++++ Verstrekte gegevens

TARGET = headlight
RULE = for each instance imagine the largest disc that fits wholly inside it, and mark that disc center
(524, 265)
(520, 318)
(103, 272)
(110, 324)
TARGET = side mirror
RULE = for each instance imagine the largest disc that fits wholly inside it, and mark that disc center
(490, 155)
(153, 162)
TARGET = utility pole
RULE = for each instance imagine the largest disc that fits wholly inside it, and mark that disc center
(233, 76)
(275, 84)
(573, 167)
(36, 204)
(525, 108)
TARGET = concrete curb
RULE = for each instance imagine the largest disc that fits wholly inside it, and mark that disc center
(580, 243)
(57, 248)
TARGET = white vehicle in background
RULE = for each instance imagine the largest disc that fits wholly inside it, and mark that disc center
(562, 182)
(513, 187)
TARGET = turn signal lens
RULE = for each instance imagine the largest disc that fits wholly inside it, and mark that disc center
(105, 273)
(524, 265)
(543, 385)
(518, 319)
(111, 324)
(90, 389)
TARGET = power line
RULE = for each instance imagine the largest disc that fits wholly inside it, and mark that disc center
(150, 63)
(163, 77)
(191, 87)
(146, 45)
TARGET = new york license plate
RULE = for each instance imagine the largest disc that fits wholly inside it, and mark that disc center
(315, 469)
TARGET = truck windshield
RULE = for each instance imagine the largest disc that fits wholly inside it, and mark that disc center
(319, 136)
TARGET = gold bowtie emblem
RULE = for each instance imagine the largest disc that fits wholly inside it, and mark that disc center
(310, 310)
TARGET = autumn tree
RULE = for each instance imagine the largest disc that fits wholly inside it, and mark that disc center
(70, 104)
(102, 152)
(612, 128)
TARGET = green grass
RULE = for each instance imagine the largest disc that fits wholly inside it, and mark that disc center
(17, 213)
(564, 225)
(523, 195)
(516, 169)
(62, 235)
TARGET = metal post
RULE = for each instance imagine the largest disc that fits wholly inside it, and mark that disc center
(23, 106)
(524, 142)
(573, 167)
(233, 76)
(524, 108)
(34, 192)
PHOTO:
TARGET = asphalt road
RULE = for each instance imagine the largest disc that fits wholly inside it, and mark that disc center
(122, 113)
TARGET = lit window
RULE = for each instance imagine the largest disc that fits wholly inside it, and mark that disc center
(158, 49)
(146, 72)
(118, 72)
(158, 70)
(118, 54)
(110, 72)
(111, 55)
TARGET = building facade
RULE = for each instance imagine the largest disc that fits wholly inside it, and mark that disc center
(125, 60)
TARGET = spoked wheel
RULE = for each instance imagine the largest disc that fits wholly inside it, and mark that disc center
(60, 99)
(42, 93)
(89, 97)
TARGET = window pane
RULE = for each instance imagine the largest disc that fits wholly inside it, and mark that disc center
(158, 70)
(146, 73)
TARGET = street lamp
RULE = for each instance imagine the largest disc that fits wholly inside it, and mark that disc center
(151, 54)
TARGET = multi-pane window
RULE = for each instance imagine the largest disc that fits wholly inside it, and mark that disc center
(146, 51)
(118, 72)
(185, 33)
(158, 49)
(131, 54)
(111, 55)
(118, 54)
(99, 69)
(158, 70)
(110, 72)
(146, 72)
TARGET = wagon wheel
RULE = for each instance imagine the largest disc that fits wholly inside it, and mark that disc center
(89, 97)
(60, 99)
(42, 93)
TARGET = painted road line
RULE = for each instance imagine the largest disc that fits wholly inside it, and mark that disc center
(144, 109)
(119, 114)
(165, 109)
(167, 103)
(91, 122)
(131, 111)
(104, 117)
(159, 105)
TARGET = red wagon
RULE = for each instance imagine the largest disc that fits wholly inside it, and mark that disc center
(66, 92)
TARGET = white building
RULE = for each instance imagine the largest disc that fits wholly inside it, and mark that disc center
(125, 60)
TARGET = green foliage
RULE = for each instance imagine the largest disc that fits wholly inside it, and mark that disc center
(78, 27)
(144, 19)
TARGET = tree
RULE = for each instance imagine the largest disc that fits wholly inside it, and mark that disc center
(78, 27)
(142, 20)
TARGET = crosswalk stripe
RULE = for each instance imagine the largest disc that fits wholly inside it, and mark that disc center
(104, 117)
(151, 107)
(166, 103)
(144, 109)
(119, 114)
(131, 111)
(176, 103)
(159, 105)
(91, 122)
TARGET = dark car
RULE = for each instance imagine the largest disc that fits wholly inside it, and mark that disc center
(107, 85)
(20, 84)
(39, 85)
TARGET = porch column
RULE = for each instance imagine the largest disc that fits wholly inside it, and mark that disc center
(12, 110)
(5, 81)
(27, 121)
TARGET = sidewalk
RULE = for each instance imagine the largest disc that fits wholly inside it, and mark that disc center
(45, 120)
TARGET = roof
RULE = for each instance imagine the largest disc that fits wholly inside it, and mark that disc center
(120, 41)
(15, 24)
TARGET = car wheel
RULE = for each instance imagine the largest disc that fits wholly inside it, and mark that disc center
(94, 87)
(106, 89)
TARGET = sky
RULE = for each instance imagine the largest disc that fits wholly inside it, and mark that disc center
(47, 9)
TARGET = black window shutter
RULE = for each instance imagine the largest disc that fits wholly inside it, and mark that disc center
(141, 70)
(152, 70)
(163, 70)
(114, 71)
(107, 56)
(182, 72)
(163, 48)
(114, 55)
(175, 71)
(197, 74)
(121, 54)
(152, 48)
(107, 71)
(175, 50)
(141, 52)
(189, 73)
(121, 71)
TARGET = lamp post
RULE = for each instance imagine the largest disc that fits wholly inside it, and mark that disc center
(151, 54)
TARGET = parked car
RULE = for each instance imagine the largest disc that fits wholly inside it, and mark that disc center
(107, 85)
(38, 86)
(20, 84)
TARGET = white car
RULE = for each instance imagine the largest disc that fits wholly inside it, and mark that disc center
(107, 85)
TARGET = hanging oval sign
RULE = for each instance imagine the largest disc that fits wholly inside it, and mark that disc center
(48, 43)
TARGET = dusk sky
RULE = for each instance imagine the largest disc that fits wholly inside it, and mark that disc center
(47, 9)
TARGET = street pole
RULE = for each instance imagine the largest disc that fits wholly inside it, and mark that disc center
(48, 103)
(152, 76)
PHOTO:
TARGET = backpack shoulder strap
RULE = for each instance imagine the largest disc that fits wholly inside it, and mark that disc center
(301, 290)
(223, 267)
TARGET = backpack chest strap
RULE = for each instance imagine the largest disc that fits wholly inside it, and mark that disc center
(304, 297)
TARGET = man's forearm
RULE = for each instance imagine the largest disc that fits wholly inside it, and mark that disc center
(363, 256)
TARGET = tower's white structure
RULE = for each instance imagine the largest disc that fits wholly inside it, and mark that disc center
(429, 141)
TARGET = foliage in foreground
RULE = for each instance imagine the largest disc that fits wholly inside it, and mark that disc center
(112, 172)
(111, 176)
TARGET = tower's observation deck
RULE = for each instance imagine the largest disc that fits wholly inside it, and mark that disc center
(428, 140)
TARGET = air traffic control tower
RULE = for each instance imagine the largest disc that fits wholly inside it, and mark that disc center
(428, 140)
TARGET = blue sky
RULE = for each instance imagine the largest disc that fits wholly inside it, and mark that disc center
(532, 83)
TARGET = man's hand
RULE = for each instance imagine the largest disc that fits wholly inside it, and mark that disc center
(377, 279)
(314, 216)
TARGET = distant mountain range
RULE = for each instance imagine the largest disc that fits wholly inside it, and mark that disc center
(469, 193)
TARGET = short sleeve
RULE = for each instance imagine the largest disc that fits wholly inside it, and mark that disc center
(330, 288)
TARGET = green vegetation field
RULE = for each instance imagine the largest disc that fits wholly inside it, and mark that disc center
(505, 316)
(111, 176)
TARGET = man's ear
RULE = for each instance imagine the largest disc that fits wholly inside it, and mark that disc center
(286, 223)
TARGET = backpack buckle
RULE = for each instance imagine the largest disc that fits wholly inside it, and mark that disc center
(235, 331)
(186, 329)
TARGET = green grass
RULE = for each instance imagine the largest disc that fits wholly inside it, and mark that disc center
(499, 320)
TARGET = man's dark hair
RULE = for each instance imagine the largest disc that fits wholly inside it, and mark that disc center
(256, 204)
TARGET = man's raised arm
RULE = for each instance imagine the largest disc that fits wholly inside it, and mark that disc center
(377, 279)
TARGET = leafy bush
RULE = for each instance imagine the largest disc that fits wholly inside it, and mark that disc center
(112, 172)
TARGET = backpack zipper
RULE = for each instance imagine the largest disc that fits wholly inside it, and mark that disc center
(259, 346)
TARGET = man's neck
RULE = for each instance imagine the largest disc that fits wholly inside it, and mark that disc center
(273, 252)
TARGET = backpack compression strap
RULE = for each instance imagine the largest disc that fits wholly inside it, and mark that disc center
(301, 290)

++++++++

Opgavedetails »
Herhaal woordelijk de rijen van de regel met "TARGET = leafy bush" tot en met de laatste rij.

Uitwerking van opgave »
TARGET = leafy bush
RULE = for each instance imagine the largest disc that fits wholly inside it, and mark that disc center
(112, 172)
TARGET = backpack zipper
RULE = for each instance imagine the largest disc that fits wholly inside it, and mark that disc center
(259, 346)
TARGET = man's neck
RULE = for each instance imagine the largest disc that fits wholly inside it, and mark that disc center
(273, 252)
TARGET = backpack compression strap
RULE = for each instance imagine the largest disc that fits wholly inside it, and mark that disc center
(301, 290)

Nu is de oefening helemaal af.